_ESTRATTO DELLA FONTE_.
┏━━

Un racconto per Carlo

Il breve scritto che segue è stato pubblicato di getto, la notte tra il 20 e il 21 luglio, sulla pagina facebook di Carlo Giuliani. Pur avendolo concepito su un social network l’ho considerato un pensiero intimista, un flusso di coscienza frutto del momento e forse, se mi passate il termine, una sorta di preghiera. Uno sfogo della frustrazione di questi giorni, di questi anni. Un pensiero che secondo me non dice nulla di nuovo, nel senso che tutti/e noi la rabbia e la frustrazione ce la sentiamo dentro, e quello che ho scritto riporta le stesse emozioni di ogni canzone, murales, libro, sms, vattelapesca degli ultimi undici anni. Ma a quanto pare è una “preghiera” condivisa da molti, un pensiero considerato viscerale e corale, tanto che che sono stato invitato a farlo pubblicare qui, su Milano in Movimento. Ho tentennato un po’, per i motivi detti sopra e forse anche per timidezza, ma alla fine mi son convinto. Forse non ci sarà nessun nuovo contributo alla “causa”, ma alla memoria di Carlo e di tutti i compagni caduti nella lotta sì. O almeno me lo auguro.
Viva Carlo, viva le Resistenze e viva l’ Italia e il Mondo liberi, che sono sicuro un giorno avremo di nuovo. Liberi dalla violenza e dalla falsità, liberi dalle logiche di profitto, liberi da bieche dietrologie e liberi, sopratutto, dalla paura di vivere.

┗━━

_DESCRIZIONE DEL COMPITO_. Secondo il testo su Carlo Giuliani, dove e in quale notte è stato pubblicato per la prima volta lo scritto?

_MATERIALE FORNITO_.
┏━━

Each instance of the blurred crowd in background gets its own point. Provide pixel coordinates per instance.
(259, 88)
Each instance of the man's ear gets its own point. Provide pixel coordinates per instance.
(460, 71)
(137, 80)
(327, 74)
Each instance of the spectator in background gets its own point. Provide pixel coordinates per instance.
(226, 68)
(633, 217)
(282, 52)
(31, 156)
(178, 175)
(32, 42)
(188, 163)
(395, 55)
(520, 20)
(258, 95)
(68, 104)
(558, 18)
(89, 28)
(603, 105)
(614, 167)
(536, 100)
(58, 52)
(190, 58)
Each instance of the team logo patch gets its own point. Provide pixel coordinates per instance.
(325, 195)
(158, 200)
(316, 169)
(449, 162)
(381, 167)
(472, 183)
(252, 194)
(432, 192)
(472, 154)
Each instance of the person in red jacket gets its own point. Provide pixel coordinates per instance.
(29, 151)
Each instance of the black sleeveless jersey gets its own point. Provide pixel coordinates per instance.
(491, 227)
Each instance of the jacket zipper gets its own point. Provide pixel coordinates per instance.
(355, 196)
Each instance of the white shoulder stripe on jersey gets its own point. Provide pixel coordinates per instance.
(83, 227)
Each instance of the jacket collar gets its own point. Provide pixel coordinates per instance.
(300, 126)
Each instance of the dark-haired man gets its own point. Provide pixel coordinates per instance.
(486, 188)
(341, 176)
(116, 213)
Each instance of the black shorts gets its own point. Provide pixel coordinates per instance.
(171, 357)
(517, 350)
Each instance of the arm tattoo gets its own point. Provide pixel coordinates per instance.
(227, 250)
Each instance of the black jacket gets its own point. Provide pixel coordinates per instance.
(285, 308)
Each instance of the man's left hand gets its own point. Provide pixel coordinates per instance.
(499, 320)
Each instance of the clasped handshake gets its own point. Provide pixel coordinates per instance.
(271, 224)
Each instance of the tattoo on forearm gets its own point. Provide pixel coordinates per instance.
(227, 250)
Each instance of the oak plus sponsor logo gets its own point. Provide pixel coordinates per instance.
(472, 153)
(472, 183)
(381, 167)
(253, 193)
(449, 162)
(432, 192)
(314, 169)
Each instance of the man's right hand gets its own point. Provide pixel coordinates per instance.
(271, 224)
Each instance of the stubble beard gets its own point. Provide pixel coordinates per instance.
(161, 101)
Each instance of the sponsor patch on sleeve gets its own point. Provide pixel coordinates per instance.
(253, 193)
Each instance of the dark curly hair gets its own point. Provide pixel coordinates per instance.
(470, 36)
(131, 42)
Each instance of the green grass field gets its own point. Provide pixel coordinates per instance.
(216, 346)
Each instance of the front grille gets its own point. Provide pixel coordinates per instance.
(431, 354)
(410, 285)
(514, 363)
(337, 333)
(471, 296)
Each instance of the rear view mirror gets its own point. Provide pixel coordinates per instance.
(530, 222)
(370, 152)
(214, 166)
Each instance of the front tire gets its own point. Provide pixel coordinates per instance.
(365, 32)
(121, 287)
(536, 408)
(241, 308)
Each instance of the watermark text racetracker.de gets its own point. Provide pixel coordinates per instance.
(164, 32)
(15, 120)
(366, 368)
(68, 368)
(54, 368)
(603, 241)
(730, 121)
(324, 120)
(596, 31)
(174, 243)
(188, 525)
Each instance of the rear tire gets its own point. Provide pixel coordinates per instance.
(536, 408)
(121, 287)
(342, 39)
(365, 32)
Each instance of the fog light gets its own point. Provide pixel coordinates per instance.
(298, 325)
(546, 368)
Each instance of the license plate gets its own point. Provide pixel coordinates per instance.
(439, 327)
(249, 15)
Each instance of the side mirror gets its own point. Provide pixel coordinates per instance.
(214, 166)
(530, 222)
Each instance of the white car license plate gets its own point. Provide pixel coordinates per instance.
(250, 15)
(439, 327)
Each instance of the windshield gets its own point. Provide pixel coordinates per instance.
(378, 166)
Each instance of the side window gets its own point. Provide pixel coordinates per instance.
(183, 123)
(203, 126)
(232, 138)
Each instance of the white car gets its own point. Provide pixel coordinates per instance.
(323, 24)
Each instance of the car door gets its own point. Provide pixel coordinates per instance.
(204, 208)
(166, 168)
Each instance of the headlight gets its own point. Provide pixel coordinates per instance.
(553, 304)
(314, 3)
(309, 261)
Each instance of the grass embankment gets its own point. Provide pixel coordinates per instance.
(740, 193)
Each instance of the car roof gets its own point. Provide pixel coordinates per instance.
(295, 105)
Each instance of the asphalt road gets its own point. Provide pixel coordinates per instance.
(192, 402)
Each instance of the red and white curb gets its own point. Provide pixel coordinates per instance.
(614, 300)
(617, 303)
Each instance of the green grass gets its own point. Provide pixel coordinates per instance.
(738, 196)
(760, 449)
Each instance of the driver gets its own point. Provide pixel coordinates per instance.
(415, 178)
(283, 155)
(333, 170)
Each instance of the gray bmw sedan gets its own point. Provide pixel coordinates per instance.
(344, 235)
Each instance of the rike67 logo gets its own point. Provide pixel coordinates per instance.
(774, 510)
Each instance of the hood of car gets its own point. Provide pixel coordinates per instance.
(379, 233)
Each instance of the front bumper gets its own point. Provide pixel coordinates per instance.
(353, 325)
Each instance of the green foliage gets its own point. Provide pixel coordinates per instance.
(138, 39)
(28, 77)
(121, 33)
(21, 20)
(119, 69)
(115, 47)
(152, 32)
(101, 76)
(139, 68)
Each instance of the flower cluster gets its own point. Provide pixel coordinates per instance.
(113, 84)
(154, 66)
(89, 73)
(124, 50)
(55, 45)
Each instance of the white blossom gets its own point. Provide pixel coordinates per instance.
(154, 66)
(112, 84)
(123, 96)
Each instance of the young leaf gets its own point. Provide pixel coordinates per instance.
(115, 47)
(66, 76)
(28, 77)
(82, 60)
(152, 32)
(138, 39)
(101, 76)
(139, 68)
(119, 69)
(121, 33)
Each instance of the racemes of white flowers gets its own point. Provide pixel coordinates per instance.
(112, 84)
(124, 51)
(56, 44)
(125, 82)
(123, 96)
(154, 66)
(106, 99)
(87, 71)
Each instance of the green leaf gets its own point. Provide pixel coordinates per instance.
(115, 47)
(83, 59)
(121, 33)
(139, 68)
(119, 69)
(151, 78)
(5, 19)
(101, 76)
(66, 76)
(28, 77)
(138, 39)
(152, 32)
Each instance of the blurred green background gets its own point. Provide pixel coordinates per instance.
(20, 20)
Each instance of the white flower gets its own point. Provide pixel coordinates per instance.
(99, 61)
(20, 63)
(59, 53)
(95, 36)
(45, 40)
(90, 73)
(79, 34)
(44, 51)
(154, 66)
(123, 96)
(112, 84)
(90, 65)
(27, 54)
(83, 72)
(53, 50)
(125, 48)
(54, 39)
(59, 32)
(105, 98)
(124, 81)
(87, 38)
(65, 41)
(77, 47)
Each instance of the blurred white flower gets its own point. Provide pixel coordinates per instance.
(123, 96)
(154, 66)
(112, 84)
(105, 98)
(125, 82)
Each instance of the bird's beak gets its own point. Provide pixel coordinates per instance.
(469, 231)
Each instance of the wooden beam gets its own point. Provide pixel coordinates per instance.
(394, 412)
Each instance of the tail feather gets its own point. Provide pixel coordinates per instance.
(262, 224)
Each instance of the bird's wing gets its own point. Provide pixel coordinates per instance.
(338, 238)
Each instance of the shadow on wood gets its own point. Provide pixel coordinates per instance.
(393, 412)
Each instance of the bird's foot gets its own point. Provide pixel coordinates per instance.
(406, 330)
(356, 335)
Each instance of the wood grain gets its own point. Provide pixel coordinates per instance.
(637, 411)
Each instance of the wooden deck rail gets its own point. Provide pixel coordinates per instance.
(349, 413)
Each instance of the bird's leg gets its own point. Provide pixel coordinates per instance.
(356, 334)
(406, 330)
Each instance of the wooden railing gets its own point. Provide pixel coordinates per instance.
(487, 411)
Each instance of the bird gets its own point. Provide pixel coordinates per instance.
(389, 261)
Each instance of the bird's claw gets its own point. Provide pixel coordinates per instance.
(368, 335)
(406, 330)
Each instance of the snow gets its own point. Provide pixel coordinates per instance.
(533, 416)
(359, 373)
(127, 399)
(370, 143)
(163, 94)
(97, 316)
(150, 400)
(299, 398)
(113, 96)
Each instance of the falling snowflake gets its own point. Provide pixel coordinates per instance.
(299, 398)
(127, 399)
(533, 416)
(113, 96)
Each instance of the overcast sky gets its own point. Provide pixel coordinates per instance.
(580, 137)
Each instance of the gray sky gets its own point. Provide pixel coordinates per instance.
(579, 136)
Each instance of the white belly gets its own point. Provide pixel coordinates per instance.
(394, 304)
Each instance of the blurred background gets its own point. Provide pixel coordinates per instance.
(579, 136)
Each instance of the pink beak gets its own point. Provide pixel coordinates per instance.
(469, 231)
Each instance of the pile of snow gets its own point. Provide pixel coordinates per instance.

┗━━

_RISPOSTA COMPLETA_. Sulla pagina Facebook di Carlo Giuliani, nella notte tra il 20 e il 21 luglio.